■ Entries from a dataset
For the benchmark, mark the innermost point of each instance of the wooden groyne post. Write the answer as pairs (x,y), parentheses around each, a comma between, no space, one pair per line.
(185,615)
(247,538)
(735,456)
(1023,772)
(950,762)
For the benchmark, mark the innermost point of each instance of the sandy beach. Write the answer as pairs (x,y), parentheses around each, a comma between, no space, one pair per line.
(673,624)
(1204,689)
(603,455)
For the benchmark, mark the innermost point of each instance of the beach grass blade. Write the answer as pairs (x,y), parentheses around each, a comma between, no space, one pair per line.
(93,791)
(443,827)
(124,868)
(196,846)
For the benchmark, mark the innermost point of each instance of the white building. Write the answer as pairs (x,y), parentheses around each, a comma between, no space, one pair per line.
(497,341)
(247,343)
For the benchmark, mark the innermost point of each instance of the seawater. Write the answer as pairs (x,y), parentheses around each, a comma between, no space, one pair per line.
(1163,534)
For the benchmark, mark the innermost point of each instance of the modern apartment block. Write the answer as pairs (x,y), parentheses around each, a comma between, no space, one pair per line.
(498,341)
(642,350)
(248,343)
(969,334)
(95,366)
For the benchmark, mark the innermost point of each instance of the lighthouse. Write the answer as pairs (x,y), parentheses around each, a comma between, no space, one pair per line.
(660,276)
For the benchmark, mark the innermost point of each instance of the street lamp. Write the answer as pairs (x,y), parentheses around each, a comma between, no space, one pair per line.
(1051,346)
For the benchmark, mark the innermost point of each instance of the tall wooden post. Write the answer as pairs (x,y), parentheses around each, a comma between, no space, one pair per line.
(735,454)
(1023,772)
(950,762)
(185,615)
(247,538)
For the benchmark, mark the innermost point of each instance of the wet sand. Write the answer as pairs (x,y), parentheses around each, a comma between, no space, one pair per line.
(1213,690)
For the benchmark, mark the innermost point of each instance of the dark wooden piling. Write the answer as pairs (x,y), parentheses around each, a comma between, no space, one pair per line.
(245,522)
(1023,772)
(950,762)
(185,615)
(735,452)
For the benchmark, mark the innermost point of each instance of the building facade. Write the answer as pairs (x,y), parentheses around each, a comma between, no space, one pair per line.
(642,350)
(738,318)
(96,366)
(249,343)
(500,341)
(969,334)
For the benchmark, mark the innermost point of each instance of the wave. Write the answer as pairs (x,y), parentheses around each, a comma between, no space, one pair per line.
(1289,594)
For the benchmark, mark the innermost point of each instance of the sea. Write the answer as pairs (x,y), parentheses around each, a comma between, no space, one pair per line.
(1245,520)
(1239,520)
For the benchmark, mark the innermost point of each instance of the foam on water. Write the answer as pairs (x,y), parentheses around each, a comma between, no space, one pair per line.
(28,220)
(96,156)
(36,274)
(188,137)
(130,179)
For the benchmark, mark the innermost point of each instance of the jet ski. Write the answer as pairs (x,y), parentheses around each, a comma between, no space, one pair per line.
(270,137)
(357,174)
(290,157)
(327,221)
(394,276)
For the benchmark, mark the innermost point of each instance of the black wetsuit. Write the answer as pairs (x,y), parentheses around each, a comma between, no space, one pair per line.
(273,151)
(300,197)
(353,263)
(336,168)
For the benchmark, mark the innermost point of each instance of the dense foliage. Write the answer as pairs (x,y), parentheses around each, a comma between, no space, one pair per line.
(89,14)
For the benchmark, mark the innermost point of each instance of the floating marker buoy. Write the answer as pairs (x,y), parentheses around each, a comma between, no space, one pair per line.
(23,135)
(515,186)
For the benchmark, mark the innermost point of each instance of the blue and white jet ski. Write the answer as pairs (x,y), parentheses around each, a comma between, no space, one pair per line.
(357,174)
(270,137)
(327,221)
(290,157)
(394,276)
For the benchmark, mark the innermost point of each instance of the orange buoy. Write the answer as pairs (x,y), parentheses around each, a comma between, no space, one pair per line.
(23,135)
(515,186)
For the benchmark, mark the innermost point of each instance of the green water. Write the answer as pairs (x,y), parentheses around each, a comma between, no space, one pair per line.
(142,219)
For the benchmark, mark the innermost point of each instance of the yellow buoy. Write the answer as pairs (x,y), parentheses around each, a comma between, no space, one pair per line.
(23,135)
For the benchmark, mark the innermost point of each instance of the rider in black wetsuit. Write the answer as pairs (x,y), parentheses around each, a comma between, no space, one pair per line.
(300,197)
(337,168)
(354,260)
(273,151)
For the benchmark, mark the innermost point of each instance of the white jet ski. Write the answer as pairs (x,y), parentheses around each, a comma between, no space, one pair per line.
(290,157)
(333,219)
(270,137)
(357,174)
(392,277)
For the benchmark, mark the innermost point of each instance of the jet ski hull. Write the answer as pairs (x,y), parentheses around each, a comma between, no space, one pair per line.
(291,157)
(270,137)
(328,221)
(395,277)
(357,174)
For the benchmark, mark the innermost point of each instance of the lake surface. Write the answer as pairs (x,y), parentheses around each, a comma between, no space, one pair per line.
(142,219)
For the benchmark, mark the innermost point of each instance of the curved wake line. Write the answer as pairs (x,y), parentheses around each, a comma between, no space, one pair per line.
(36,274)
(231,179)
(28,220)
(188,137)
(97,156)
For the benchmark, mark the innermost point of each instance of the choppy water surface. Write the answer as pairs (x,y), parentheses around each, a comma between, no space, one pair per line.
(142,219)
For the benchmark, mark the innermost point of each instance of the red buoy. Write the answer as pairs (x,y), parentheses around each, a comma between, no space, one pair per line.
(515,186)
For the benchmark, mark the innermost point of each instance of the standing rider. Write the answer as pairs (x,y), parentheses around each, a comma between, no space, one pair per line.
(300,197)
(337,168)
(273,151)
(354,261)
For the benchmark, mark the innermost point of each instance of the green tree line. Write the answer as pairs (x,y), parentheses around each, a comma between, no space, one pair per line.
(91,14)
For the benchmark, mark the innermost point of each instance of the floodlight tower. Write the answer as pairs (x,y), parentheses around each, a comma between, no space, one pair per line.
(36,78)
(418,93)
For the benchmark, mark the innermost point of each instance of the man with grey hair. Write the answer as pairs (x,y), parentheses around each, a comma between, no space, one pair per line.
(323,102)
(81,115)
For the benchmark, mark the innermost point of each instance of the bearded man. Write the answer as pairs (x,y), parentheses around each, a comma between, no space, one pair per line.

■ GIVEN PROBLEM
Exactly reproduce every line of the records.

■ OUTPUT OF THE EXERCISE
For the benchmark, mark the innermost point of each instance of the wooden groyne post. Write the answer as pairs (x,y), parentheses around each, a comma between, no space, one pair per line.
(185,615)
(247,538)
(735,456)
(1023,772)
(950,762)
For the benchmark, mark the innermost point of each instance of the sandy beach. Write the answer as pairs (x,y), parentheses around each, a comma between, no space, one pair per line.
(673,624)
(1204,689)
(603,455)
For the benchmark, mark the innermost point of each instance of the beach grass blade. Write the answer as pairs (x,y), parentheses around each, a comma between, no space, one pair per line.
(93,791)
(443,827)
(124,868)
(196,846)
For the benchmark, mark the innermost point of each instance of the white building. Write the answer as pairs (x,y), parentheses around each, a comma between, no space, one pair per line.
(497,341)
(247,343)
For the benchmark, mark the innermost point of each instance of the seawater. Write the answer as pairs (x,y), parentheses around each, a comma between, no space, one pair per line.
(1163,534)
For the benchmark, mark the innermost point of each instance of the modern apartment block. Write the answer as pairs (x,y), parentheses around each, a comma between, no space, one pair per line.
(498,341)
(642,350)
(248,343)
(969,334)
(95,366)
For the benchmark, mark the innermost point of each instance of the lighthouse. Write the answer as pairs (x,y), parentheses around each, a comma between, no space, one pair per line.
(660,276)
For the benchmark, mark the innermost point of each instance of the street lamp. Write the answer as pairs (x,y), parentheses around each, a comma between, no space, one pair per line.
(1051,346)
For the benchmark, mark the innermost point of each instance of the tall wooden post. Write the answer as pairs (x,y), parentheses around each, a comma between, no space, one pair per line.
(735,454)
(1023,772)
(950,762)
(185,615)
(247,538)
For the benchmark, mark the innermost point of each instance of the wet sand. Write the answer as pairs (x,y), parentheses around each, a comma between, no space, one pair per line.
(1213,690)
For the benchmark, mark the innermost point of each instance of the dark wooden piling. Write the answer as pairs (x,y), parentheses around each, a comma between, no space, one pair per line.
(245,522)
(1023,772)
(950,762)
(185,615)
(735,452)
For the benchmark, mark the innermost point of each instance of the building facade. Write the answer as pairs (x,y), parentheses around each, a comma between, no space, one pair per line.
(642,350)
(738,318)
(96,366)
(249,343)
(500,341)
(969,334)
For the benchmark, mark the innermost point of each instance of the wave. Write the answer as pairs (x,y), parentheses around each, a comma between, no space, one pair per line.
(1289,594)
For the benchmark, mark the innermost point of each instance of the sea. Write the answer as pairs (x,y), parentheses around each, a comma between, no space, one pair per line.
(1245,520)
(1239,520)
For the benchmark, mark the innermost point of each instance of the foam on water. Write the answer as pairs (x,y), parentheses around each, a comma between, no space, one pair per line.
(28,220)
(96,156)
(36,274)
(188,137)
(130,179)
For the benchmark, mark the innermost point of each instance of the jet ski. Write the answer as pairs (x,y), parentheses around each, a comma between, no space, one pair per line.
(270,137)
(357,174)
(290,157)
(327,221)
(394,276)
For the benchmark, mark the innermost point of each instance of the black wetsuit. Write the answer as pairs (x,y), parentheses around each, a comma between, no space, one pair per line.
(273,151)
(300,197)
(353,263)
(336,168)
For the benchmark, mark the innermost point of each instance of the dense foliage. Write the answer as pairs (x,y), parentheses around each, a comma between, no space, one pair per line.
(89,14)
For the benchmark, mark the innermost point of each instance of the floating marker buoy. Write the answer as pairs (x,y), parentheses around each, a comma between, no space, one pair per line.
(23,135)
(515,186)
For the benchmark, mark the innermost point of each instance of the blue and white jet ski. Write the answer as pairs (x,y), parentheses around each, a comma between, no space, one pair per line.
(357,174)
(270,137)
(327,221)
(290,157)
(394,276)
For the benchmark, mark the innermost point of each instance of the orange buoy. Write the answer as pairs (x,y), parentheses around each, a comma between, no space, one pair per line.
(23,135)
(515,186)
For the benchmark, mark the innermost point of each instance of the green water. Write the answer as pairs (x,y), parentheses around each, a comma between, no space, one pair per line.
(142,219)
For the benchmark, mark the innermost point of each instance of the yellow buoy. Write the answer as pairs (x,y), parentheses around each, a comma between, no space, one pair per line.
(23,135)
For the benchmark, mark the innermost point of each instance of the rider in black wetsuit. Write the answer as pairs (x,y), parentheses around each, a comma between, no space, one pair per line.
(300,197)
(337,168)
(354,260)
(273,151)
For the benchmark, mark the innermost point of each instance of the white jet ski. Write the answer as pairs (x,y), parentheses around each, a comma between, no space, one pair per line.
(290,157)
(333,219)
(270,137)
(357,174)
(392,277)
For the benchmark, mark the innermost point of each instance of the jet ski hull. Write the answer as pairs (x,y), parentheses around each, a comma between, no space, one pair per line.
(291,157)
(270,137)
(328,221)
(395,277)
(357,174)
For the benchmark, mark the innermost point of each instance of the lake surface. Write the answer as pairs (x,y), parentheses around each, a comma between, no space, one pair per line.
(142,219)
For the benchmark, mark the innermost point of each instance of the curved wake line. Write the answer as pairs (x,y), parentheses around each, a comma between, no space, one pair per line.
(36,274)
(231,179)
(28,220)
(188,137)
(97,156)
For the benchmark, mark the innermost point of each instance of the choppy water surface. Write the answer as pairs (x,y), parentheses around each, a comma between, no space, one pair per line.
(142,219)
For the benchmark, mark the innermost point of each instance of the red buoy. Write the answer as pairs (x,y), parentheses around each, a comma between, no space, one pair per line.
(515,186)
For the benchmark, mark the innermost point of each instance of the standing rider. Write the answer as pairs (x,y), parentheses around each, a comma between, no space, one pair per line.
(300,197)
(337,168)
(273,151)
(354,261)
For the benchmark, mark the innermost point of each instance of the green tree line. Write the answer as pairs (x,y), parentheses around each, a comma between, no space, one pair per line.
(91,14)
For the benchmark, mark the innermost point of each instance of the floodlight tower. Write the answer as pairs (x,y), parentheses around each, a comma between, no space, one pair per line.
(36,78)
(418,93)
For the benchmark, mark the innermost point of each instance of the man with grey hair. Write the answer as pairs (x,y), parentheses around each, a comma between, no space, one pair per line.
(323,102)
(81,115)
For the benchmark, mark the innermost point of each instance of the bearded man. Write the answer as pairs (x,y), parentheses around each, a comma between, no space, one pair per line.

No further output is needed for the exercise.